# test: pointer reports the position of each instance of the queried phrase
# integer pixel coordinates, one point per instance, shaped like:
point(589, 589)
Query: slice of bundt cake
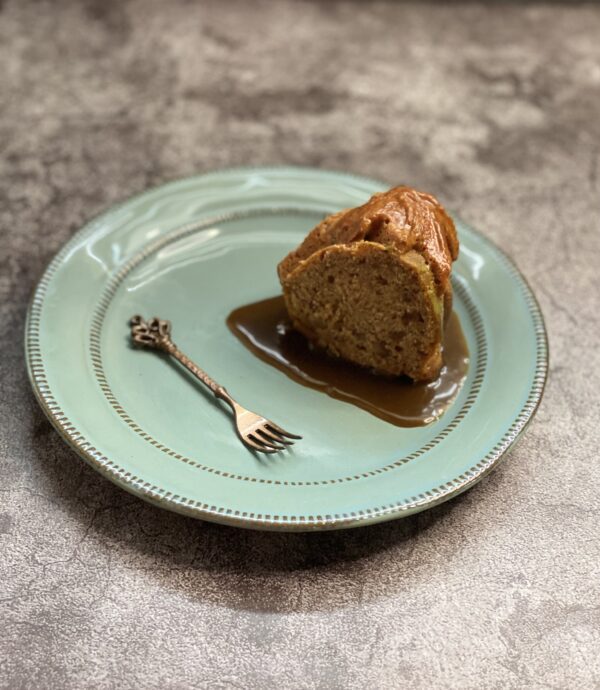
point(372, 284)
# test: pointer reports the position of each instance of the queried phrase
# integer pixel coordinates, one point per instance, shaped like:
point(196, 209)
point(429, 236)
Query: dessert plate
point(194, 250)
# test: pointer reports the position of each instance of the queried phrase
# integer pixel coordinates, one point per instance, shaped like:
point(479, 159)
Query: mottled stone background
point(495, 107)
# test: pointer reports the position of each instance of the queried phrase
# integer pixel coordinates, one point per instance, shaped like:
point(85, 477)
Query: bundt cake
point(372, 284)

==

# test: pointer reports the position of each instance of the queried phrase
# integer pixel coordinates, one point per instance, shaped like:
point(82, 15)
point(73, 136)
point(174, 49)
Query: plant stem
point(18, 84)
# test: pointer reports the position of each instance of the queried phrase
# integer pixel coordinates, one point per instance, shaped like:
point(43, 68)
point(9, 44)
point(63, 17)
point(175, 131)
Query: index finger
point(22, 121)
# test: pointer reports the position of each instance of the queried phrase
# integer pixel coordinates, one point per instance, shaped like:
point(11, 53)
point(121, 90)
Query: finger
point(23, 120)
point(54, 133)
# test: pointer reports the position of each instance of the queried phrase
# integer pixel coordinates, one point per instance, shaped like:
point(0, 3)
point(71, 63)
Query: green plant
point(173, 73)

...

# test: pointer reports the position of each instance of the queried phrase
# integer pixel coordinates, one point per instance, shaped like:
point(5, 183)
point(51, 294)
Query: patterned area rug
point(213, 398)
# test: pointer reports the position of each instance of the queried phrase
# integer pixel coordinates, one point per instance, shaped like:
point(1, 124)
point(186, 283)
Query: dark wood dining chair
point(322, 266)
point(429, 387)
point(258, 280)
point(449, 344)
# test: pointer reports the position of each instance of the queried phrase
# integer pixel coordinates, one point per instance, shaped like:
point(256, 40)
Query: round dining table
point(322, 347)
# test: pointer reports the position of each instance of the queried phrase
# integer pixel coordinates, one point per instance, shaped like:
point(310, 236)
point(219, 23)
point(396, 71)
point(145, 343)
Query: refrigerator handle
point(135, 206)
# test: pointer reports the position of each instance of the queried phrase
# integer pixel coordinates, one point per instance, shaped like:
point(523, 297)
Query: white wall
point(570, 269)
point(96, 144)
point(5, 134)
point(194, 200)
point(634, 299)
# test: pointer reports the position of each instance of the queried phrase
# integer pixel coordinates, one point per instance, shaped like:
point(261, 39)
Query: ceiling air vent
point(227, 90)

▶ **Set task**: From the data above, keep only the lines that contain the word "cake" and list each of them unchanged.

▶ **Worked solution**:
Query: slice of bundt cake
Query: bundt cake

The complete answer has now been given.